***** MATERIAL PROVIDED

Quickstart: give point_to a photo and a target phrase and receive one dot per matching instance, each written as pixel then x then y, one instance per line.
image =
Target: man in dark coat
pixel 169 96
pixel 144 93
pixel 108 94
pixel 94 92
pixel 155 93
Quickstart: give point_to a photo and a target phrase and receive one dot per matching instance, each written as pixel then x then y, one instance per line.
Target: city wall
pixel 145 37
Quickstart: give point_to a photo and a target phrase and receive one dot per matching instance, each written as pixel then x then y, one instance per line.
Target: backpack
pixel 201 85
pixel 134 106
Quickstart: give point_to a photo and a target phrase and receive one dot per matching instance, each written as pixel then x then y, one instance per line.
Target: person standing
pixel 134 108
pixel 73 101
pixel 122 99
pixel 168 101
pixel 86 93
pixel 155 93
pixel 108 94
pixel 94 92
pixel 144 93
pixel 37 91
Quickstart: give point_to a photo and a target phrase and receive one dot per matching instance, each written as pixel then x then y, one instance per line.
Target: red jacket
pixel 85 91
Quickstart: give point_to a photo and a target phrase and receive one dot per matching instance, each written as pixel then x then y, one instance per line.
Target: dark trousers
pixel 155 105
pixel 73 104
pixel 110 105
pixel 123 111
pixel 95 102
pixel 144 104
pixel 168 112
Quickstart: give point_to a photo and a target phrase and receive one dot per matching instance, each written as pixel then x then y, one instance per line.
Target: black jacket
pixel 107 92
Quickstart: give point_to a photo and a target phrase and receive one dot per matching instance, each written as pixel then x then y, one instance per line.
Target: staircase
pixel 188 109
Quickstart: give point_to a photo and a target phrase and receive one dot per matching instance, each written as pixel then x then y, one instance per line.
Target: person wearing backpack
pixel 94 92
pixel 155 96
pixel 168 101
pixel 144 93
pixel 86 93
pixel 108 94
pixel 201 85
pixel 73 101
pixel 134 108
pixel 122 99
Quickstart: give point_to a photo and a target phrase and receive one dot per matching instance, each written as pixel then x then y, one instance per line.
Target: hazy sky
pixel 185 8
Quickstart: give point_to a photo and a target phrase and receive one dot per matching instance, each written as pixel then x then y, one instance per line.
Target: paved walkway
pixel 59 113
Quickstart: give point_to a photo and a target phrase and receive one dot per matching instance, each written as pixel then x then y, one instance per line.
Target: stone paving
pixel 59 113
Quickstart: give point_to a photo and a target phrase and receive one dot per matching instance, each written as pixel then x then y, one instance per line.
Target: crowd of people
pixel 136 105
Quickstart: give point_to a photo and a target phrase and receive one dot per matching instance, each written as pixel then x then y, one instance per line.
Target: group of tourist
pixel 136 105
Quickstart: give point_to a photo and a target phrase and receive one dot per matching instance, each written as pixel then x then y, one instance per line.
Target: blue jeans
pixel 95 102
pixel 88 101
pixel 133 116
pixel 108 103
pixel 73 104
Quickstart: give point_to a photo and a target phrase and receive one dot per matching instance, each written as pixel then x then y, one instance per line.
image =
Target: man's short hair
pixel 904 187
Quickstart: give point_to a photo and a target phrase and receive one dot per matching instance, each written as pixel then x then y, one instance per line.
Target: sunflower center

**********

Please rewrite all of the data above as a JSON list of strings, with each line as its own string and blank lines left out.

[
  "Quickstart: give point_to a photo and a target phrase and receive one dot per matching instance, each written as pixel then x then y, one instance per line.",
  "image =",
  "Target: man in dark coat",
  "pixel 169 96",
  "pixel 144 93",
  "pixel 108 94",
  "pixel 94 92",
  "pixel 155 93",
  "Quickstart: give point_to a photo and a target phrase and receive one dot per matching instance, each written as pixel then x then y, one instance per line.",
  "Target: city wall",
  "pixel 145 37",
  "Quickstart: give point_to a photo and a target phrase and receive one dot per matching instance, each written as pixel then x then y, one instance per line.",
  "Target: backpack",
  "pixel 201 85",
  "pixel 134 106",
  "Quickstart: give point_to a photo and a target phrase and receive one dot per matching instance, each written as pixel then x then y, one instance per line.",
  "Target: person standing",
  "pixel 134 108",
  "pixel 73 101",
  "pixel 122 99",
  "pixel 168 101",
  "pixel 86 93",
  "pixel 155 93",
  "pixel 108 94",
  "pixel 94 92",
  "pixel 144 93",
  "pixel 37 91",
  "Quickstart: give point_to a photo and a target phrase and receive one dot per matching instance, each written as pixel then x then y, one instance per line.",
  "Target: red jacket",
  "pixel 85 91",
  "Quickstart: give point_to a photo and a target phrase and receive one dot per matching instance, each written as pixel then x then y, one instance per line.",
  "Target: dark trousers",
  "pixel 155 105",
  "pixel 73 104",
  "pixel 110 105",
  "pixel 123 111",
  "pixel 95 102",
  "pixel 144 104",
  "pixel 168 112",
  "Quickstart: give point_to a photo and a target phrase and receive one dot per matching instance, each written as pixel then x then y, one instance per line.",
  "Target: black jacket",
  "pixel 107 92",
  "Quickstart: give point_to a photo and a target phrase and receive one dot per matching instance, each written as pixel then x then y, one instance per line.",
  "Target: staircase",
  "pixel 188 109",
  "Quickstart: give point_to a photo and a target phrase and receive one dot per matching instance, each written as pixel then x then y, one instance per line.",
  "Target: person wearing backpack",
  "pixel 94 92",
  "pixel 155 96",
  "pixel 168 101",
  "pixel 144 93",
  "pixel 86 93",
  "pixel 108 94",
  "pixel 201 85",
  "pixel 73 101",
  "pixel 134 108",
  "pixel 122 99",
  "Quickstart: give point_to a photo and a target phrase and receive one dot per matching instance, each written as pixel then x then y, one instance per line.",
  "Target: hazy sky",
  "pixel 185 8",
  "Quickstart: give point_to a photo and a target phrase and receive one dot per matching instance, each written as pixel then x then y, one instance per line.",
  "Target: paved walkway",
  "pixel 59 113",
  "Quickstart: give point_to a photo and a target phrase and receive one dot per matching instance, each written as pixel then x then y, one instance per line.",
  "Target: stone paving",
  "pixel 59 113",
  "Quickstart: give point_to a photo and a target phrase and receive one dot per matching instance, each written as pixel then x then y, one instance per line.",
  "Target: crowd of people",
  "pixel 136 105",
  "Quickstart: give point_to a photo and a target phrase and receive one dot per matching instance, each written as pixel then x then y, one instance per line.",
  "Target: group of tourist",
  "pixel 136 105",
  "Quickstart: give point_to a photo and a target phrase and receive one dot per matching instance, each written as pixel then x then y, one instance per line.",
  "Target: blue jeans",
  "pixel 95 102",
  "pixel 88 101",
  "pixel 133 116",
  "pixel 108 103",
  "pixel 73 104",
  "Quickstart: give point_to a photo and a target phrase and receive one dot per matching instance, each written as pixel then x then y, one instance per line.",
  "image =",
  "Target: man's short hair",
  "pixel 904 187",
  "Quickstart: give point_to a photo and a target phrase and receive one dot per matching instance, each written as pixel then x then y, one instance per line.",
  "Target: sunflower center"
]